Source -
Scheduler Configuration

The flow.cylc[scheduler] section configures certain aspects of scheduler behaviour at the workflow level.

Many of these configurations can also be defined at the site or user level in the global.cylc[scheduler] section where it applies to all workflows.

Event handlers

Note

Workflow event handlers are configured by:

Workflow event handlers allow configurable actions to be performed when workflow events occur.

Workflow Events

The list of events is:

startup

The scheduler started running the workflow.

shutdown

The workflow finished and the scheduler will shut down.

abort

The scheduler shut down early with error status, due to a fatal error condition or a configured timeout.

workflow timeout

The workflow run timed out.

stall

The workflow stalled.

stall timeout

The workflow timed out after stalling.

inactivity timeout

The workflow timed out with no activity.

You can tell the scheduler to abort (i.e., shut down immediately with error status) on certain workflow events, with the following settings:

  • abort on stall timeout

  • abort on inactivity timeout

  • abort on workflow timeout

Mail Events

Cylc can send emails for workflow events, these are configured by flow.cylc[scheduler][events]mail events.

For example with the following configuration, emails will be sent if a scheduler stalls or shuts down for an unexpected reason.

[scheduler]
    [[events]]
        mail events = stall, abort

Email addresses and servers are configured by global.cylc[scheduler][mail].

Workflow event emails can be customised using flow.cylc[scheduler][mail]footer, Workflow Event Template Variables can be used.

For example to integrate with the Cylc 7 web interface (Cylc Review) the mail footer could be configured with a URL:

[scheduler]
    [[events]]
        mail footer = http://cylc-review/taskjobs/%(owner)s/?suite=%(workflow)s

Custom Event Handlers

Cylc can also be configured to invoke scripts on workflow events.

Event handler scripts can be stored in the workflow bin directory, or anywhere in $PATH in the scheduler environment.

They should return quickly to avoid tying up the scheduler process pool - see External Command Execution.

Contextual information can be passed to the event handler via Workflow Event Template Variables.

For example the following configuration will write some information to a file when a workflow is started:

~/cylc-run/<workflow-id>/bin/my-handler
#!/bin/bash

echo "Workflow $1 is running on $2:$3" > info
flow.cylc or global.cylc
[scheduler]
    [[events]]
        startup handlers = my-handler %(workflow)s %(host) %(port)

Workflow Event Template Variables

The following variables are available to workflow event handlers.

They can be templated into event handlers with Python percent style string formatting e.g:

%(workflow)s is running on %(host)s

Note

Substitution patterns should not be quoted in the template strings. This is done automatically where required.

For an explanation of the substitution syntax, see String Formatting Operations in the Python documentation.

Dataset content -
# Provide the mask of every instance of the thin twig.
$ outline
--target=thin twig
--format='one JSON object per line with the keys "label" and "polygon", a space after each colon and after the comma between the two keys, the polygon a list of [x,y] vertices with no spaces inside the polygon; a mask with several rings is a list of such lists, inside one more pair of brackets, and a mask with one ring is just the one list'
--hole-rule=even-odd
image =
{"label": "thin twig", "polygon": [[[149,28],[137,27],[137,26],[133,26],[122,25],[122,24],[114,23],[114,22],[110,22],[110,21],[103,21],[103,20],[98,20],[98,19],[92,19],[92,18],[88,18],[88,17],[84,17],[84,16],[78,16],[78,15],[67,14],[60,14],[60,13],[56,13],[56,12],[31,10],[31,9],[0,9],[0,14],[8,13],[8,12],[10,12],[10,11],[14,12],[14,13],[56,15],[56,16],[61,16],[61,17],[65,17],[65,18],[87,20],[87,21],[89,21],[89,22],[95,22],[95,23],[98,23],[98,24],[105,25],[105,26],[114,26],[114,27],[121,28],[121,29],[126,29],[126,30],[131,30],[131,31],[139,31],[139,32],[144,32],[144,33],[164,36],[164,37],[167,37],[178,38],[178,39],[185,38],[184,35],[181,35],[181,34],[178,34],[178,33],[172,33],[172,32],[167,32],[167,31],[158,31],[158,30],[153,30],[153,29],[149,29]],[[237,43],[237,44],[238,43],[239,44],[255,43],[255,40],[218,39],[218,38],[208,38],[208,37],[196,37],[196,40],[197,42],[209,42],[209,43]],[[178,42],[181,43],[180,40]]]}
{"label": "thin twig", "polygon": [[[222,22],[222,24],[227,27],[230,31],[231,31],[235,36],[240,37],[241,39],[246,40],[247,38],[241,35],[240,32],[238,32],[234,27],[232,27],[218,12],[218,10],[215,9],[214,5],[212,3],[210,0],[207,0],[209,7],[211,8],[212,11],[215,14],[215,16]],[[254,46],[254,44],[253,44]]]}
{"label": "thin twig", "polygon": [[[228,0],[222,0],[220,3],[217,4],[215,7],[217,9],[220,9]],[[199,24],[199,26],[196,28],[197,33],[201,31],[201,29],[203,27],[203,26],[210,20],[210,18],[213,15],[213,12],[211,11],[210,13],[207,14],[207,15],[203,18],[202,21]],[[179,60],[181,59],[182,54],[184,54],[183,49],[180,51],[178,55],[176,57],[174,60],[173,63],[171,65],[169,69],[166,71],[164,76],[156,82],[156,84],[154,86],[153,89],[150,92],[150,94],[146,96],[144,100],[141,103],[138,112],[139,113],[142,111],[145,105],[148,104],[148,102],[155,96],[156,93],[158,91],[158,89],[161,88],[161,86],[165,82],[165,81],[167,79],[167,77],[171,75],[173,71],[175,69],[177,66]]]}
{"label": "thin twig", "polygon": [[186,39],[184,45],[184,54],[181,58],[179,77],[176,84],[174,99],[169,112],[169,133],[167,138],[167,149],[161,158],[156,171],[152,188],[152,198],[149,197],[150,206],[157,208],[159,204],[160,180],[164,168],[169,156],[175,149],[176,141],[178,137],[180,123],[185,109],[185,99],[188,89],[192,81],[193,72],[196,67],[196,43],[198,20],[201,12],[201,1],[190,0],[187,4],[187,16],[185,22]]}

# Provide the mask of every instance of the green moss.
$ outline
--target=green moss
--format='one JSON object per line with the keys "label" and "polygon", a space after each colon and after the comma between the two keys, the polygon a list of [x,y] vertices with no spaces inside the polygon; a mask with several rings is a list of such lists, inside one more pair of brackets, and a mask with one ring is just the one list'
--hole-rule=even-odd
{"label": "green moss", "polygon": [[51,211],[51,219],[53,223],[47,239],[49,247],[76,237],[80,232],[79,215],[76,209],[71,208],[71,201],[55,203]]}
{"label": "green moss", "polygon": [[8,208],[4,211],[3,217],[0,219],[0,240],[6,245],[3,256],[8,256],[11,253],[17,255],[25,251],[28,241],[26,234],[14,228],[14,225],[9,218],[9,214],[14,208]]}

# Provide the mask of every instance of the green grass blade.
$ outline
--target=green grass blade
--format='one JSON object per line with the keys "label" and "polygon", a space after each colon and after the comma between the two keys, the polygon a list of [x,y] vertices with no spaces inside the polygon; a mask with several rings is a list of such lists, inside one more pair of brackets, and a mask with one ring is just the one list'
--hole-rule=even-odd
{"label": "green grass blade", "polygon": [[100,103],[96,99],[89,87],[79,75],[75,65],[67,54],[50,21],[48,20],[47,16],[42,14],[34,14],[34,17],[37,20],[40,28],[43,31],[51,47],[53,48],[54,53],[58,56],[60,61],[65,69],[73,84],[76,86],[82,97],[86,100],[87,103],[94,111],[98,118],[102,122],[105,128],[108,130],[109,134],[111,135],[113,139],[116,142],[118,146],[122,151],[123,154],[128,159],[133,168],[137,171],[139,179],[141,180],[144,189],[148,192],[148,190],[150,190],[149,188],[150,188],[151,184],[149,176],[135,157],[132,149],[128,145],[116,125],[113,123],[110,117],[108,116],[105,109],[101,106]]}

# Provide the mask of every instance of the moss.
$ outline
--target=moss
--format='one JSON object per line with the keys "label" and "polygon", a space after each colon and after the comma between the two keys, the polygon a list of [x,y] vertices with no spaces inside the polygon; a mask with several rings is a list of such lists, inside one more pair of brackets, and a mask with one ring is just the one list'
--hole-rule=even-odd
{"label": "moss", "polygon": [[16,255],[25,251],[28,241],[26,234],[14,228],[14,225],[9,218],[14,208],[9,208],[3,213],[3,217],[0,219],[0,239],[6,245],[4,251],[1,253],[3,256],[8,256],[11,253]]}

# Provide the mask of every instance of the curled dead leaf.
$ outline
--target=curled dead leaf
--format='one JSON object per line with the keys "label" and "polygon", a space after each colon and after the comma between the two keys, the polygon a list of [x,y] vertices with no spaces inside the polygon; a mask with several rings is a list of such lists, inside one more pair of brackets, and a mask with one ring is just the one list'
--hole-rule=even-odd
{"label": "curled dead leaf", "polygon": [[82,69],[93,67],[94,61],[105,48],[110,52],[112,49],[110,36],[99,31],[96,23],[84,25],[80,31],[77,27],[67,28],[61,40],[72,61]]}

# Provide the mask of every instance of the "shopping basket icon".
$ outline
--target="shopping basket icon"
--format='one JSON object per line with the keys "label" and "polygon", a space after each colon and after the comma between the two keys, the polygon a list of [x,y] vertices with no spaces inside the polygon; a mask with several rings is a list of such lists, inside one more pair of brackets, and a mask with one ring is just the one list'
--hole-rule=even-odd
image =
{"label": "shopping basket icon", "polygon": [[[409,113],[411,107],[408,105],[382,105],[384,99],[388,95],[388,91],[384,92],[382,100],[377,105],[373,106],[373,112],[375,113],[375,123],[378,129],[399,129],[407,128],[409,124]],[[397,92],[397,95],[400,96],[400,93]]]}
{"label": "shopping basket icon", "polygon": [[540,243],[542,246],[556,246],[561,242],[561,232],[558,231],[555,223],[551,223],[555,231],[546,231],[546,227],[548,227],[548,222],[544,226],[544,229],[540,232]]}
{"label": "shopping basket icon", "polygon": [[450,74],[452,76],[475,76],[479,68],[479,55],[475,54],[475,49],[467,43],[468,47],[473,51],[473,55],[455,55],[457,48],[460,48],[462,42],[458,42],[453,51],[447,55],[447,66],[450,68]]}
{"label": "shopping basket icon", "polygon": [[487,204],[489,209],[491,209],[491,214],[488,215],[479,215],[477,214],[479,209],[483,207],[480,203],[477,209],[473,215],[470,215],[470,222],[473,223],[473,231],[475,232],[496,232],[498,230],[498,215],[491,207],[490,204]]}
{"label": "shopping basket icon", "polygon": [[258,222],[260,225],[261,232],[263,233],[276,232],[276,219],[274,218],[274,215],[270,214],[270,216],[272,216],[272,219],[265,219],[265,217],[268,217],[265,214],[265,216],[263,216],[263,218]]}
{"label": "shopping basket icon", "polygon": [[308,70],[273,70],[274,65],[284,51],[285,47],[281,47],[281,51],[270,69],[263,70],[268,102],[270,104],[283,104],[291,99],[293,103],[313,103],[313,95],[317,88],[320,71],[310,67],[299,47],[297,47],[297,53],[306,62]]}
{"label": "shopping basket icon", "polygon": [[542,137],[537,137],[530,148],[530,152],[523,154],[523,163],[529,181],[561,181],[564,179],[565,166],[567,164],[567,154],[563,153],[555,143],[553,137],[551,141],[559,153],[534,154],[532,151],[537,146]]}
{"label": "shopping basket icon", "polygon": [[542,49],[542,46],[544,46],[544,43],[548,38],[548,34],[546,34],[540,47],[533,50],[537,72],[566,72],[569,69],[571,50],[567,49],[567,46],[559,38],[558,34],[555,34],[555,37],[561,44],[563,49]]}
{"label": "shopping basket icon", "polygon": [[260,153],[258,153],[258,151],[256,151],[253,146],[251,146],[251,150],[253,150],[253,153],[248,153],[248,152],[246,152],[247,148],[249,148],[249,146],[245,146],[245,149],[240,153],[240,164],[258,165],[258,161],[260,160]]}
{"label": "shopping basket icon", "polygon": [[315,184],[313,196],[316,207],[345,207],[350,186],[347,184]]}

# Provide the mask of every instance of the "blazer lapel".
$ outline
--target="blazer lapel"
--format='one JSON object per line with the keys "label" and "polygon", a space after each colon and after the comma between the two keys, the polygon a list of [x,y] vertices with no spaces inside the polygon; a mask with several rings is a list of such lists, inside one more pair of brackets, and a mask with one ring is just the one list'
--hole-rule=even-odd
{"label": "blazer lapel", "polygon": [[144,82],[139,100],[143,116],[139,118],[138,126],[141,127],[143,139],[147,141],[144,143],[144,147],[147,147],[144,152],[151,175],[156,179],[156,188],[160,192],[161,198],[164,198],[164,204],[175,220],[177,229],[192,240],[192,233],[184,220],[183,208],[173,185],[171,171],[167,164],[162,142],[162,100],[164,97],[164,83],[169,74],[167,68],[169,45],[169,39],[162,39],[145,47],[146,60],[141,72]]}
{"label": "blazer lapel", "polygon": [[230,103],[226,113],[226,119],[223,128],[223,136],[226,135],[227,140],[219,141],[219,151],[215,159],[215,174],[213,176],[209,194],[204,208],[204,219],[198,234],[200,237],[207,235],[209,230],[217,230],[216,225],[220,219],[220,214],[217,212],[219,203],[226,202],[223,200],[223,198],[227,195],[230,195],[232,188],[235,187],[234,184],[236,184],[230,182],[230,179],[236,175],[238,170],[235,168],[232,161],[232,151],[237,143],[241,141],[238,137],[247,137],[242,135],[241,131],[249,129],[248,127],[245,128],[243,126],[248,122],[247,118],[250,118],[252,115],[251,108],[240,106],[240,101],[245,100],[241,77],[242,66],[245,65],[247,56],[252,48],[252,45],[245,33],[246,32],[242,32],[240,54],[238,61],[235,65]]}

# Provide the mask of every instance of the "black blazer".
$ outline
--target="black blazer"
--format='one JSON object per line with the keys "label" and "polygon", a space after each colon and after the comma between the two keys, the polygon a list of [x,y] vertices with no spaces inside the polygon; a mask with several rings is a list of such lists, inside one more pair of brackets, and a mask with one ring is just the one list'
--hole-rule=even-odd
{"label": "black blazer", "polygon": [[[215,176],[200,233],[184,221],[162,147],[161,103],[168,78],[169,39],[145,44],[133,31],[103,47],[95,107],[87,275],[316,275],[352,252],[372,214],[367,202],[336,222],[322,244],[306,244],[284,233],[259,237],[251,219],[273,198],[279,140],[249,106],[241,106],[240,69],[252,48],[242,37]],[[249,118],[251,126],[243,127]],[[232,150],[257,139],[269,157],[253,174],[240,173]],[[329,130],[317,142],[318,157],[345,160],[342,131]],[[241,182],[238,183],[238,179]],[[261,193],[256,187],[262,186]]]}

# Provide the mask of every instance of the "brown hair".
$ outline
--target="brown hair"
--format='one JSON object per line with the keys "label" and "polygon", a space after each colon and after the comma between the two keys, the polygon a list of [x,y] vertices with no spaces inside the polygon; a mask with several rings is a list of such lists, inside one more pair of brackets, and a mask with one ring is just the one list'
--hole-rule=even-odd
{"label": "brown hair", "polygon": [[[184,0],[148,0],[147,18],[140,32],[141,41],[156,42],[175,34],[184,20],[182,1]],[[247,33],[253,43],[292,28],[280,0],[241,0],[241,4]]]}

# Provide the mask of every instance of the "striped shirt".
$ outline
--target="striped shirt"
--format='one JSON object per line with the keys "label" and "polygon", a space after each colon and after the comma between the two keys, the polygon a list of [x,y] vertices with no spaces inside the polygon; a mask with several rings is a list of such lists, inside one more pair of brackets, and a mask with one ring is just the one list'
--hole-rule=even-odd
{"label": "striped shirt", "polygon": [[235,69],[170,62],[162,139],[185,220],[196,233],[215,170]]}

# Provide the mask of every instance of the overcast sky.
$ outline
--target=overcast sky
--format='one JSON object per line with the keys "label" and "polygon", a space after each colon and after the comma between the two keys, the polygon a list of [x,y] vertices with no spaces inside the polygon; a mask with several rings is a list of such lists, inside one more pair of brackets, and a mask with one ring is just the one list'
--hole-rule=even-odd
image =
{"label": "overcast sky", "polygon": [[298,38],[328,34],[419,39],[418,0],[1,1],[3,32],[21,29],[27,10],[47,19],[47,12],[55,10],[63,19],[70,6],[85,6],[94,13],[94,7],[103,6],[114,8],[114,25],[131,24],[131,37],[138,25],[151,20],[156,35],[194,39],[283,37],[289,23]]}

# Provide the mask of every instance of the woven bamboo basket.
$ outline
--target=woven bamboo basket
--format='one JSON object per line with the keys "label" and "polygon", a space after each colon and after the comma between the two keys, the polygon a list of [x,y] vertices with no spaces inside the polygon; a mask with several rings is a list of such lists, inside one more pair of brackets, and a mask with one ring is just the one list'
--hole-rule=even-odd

Stated exercise 1 - Transcribe a passage from the Cylc scheduler configuration text, beginning at the words "Workflow event handlers are" and stopping after "running the workflow.".
Stated exercise 2 - Extend the Cylc scheduler configuration text, picking up from its final sentence.
Nothing in the data is needed here.

Task response 1 -
Workflow event handlers are configured by:

Workflow event handlers allow configurable actions to be performed when workflow events occur.

Workflow Events

The list of events is:

startup

The scheduler started running the workflow.

Task response 2 -
event

The type of workflow event that has occurred e.g. stall.

message

Additional information about the event.

workflow

The workflow ID

host

The host where the workflow is running.

port

The port where the workflow is running.

owner

The user account under which the workflow is running.

uuid

The unique identification string for this workflow run.

This string is preserved for the lifetime of the scheduler and is restored from the database on restart.

workflow_url

The URL defined in flow.cylc[meta]URL.

suite

The workflow ID

Deprecated since version 8.0.0: Use “workflow”.

suite_uuid

The unique identification string for this workflow run.

Deprecated since version 8.0.0: Use “uuid_str”.

suite_url

The URL defined in flow.cylc[meta]URL.

Deprecated since version 8.0.0: Use “workflow_url”.

External Command Execution

Job submission commands, event handlers, and job poll and kill commands, are executed by the scheduler in a subprocess pool. The pool is size can be configured with global.cylc[scheduler]process pool size.

Event handlers should be lightweight and quick-running because they tie up a process pool member until complete, and the workflow will appear to stall if the pool is saturated with long-running processes.

To protect the scheduler, processes are killed on a timeout (global.cylc[scheduler]process pool timeout). This will be logged by the scheduler. If a job submission gets killed, the associated task goes to the submit-failed state.

Submitting Workflows To a Pool Of Hosts

Configured by

global.cylc[scheduler][run hosts].

By default cylc play will run workflows on the machine where the command was invoked.

Cylc supports configuring a pool of hosts for workflows to run on, cylc play will automatically pick a host and submit the workflow to it.

Host Pool

Configured by

global.cylc[scheduler][run hosts]available.

The hosts must:

  1. Share a common $HOME directory and therefore a common file system (with each other and anywhere the cylc play command is run).

  2. Share a common Cylc global config (global.cylc).

  3. Be set up to allow passwordless SSH between them.

Example:

[scheduler]
    [[run hosts]]
        available = host_1, host_2, host_3

Load Balancing

Configured by

global.cylc[scheduler][run hosts]ranking.

Cylc can balance the load on the configured “run hosts” by ranking them in order of available resource or by excluding hosts which fail to meet certain criterion.

Example:

[scheduler]
    [[run hosts]]
        available = host_1, host_2, host_3
        ranking = """
            # filter out hosts with high server load
            getloadavg()[2] < 5

            # pick the host with the most available memory
            virtual_memory().available
        """

For more information see global.cylc[scheduler][run hosts]ranking.

Workflow Migration

Configured by

global.cylc[scheduler][run hosts]condemned.

Cylc has the ability to automatically stop workflows running on a particular host and optionally, restart them on a different host. This can be useful if a host needs to be taken off-line, e.g. for scheduled maintenance.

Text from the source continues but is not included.